Please check each statement against the family cabin post and answer yes or no, quoting the words that settle it: (a) the grandparents' cabin sits near the North Fork of the Snake River; (b) the children loved the cabin right away; (c) the cabin area lies about 20 minutes north of West Yellowstone.

# START OF DOCUMENT SECTION

Is this why we go on family vacations? To remember how I felt the first time I floated down The Snake on what seemed the only craft in the world with the only man who mattered in my world? An interesting return after decades of navigating freeways next to hundreds of thousands of folks I don't know during a morning commute a thousand miles away from that man?


Anyways, just to make sure, I sent my boys down the river with their dad, and then mine. And they had fun.



Monday, July 11, 2011

Carried Away


Not far from the shores of the North Fork of the Snake River my grandparents have a small, rustic (emphasis on rustic) cabin. This is a "family" cabin and as I've grown up I've been permitted to visit there from time to time and enjoy the beauty of the mountains, the smell of pine trees, and an awful lot of mosquitos.
We've taken our own children to this retreat before. Frankly, they didn't grow an instant love for the little cottage in the trees. But they are a generation raised on spacious bathrooms, microwave dinners, and Wii playsystems. The idle pastimes available at Mack's Inn in the early nineteen hundreds -- and still the main attractions -- have a hard time getting their attention. This is why it is an ideal spot for family outings and family reunions. There is really nothing better to do than turning off your smart phone, staring at your family, and saying, "Now what?"


Don't get me wrong, this Nature-land is about 20 minutes south of West Yellowstone and the west entrance to Yellowstone National Park. Gorgeous. You should go. And if you want to rent a teeny, tiny crash pad, and you are neurotically clean, my family might offer you a great rate. (But don't hold your breath.) And if you get all excited and decide to visit, remember your mosquito repellent, citronella candles, and long pants or you might just get carried away.

# END OF DOCUMENT SECTION
# START OF LISTING

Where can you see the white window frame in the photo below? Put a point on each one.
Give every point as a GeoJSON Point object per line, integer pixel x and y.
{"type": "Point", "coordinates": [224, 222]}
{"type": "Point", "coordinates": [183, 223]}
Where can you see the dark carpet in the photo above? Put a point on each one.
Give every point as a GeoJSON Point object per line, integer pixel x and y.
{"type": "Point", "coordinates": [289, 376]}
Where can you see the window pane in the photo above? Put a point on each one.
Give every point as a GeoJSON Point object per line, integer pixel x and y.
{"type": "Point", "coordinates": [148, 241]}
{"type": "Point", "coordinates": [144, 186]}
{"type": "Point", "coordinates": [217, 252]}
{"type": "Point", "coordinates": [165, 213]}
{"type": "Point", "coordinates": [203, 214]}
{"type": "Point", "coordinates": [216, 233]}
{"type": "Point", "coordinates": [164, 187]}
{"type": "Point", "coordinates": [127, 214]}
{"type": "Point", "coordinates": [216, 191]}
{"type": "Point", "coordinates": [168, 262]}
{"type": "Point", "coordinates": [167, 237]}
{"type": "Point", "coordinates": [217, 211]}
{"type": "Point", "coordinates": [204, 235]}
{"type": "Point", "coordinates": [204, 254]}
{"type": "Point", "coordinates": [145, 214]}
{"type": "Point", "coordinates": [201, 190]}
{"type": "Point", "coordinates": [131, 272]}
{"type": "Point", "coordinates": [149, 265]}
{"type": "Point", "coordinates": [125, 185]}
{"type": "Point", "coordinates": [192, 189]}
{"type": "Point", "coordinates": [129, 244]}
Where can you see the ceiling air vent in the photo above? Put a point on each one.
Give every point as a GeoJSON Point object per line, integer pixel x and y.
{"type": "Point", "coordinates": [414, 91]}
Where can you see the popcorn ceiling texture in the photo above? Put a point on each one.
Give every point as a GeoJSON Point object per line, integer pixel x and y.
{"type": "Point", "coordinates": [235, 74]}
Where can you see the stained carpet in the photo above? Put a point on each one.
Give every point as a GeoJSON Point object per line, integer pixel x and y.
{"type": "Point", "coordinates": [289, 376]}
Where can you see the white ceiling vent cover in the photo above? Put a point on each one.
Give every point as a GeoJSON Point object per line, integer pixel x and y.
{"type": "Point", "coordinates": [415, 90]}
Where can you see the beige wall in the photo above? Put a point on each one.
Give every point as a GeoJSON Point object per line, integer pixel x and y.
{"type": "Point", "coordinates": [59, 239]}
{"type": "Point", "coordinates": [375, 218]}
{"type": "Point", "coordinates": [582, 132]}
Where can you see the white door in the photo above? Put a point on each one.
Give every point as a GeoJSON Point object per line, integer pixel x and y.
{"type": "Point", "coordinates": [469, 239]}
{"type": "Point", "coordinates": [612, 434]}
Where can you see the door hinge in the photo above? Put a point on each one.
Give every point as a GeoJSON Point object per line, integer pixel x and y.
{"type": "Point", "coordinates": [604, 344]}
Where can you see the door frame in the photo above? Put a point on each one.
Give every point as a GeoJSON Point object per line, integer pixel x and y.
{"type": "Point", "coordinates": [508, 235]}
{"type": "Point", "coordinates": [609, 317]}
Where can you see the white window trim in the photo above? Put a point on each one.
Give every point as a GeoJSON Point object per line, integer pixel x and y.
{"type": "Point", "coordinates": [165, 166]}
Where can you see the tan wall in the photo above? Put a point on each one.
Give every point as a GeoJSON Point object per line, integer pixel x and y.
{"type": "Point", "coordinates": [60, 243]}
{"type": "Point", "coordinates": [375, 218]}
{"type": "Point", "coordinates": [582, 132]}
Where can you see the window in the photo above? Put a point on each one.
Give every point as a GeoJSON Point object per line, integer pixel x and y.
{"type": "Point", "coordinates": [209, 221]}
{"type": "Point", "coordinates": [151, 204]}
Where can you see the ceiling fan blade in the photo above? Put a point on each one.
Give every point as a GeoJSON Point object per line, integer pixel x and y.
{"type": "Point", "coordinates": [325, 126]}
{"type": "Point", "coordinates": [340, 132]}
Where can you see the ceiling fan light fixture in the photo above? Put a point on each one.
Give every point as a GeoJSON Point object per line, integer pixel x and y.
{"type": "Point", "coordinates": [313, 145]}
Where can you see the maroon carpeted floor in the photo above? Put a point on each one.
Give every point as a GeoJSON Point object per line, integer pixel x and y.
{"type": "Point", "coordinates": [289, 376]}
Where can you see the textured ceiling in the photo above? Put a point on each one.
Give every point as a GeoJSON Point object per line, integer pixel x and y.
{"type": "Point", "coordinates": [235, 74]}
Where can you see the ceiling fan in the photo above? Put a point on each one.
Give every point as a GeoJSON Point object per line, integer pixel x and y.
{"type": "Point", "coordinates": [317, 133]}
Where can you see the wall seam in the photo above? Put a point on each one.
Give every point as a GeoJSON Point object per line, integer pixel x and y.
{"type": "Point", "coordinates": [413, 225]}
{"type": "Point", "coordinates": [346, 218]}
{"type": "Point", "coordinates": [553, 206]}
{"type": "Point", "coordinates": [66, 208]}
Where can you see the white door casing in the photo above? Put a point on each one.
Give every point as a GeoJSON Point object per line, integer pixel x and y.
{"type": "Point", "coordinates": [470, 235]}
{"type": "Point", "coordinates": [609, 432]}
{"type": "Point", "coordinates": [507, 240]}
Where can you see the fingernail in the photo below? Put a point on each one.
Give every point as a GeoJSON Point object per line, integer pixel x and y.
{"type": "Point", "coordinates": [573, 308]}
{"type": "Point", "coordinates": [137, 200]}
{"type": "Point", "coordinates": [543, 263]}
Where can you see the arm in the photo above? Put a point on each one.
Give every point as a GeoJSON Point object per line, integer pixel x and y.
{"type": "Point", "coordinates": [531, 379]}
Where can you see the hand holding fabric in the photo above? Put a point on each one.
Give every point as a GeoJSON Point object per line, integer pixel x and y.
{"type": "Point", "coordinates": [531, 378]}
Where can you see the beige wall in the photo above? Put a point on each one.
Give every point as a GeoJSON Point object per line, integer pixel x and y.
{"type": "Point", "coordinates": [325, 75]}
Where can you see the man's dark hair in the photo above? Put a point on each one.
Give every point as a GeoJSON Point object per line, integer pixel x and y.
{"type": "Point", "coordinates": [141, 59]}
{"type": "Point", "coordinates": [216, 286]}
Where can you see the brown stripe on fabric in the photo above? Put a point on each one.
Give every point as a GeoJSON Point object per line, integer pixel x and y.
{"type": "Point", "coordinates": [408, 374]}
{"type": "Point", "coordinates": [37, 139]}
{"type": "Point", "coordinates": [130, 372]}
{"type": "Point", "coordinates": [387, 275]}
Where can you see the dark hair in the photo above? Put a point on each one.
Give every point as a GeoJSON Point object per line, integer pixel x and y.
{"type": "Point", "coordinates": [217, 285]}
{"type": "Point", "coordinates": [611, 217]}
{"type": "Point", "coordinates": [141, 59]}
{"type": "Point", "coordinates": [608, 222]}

# END OF LISTING

:: FINAL RESULT ::
(a) Yes: "Not far from the shores of the North Fork of the Snake River my grandparents have a small, rustic (emphasis on rustic) cabin."
(b) No: "Frankly, they didn't grow an instant love for the little cottage in the trees."
(c) No: "this Nature-land is about 20 minutes south of West Yellowstone"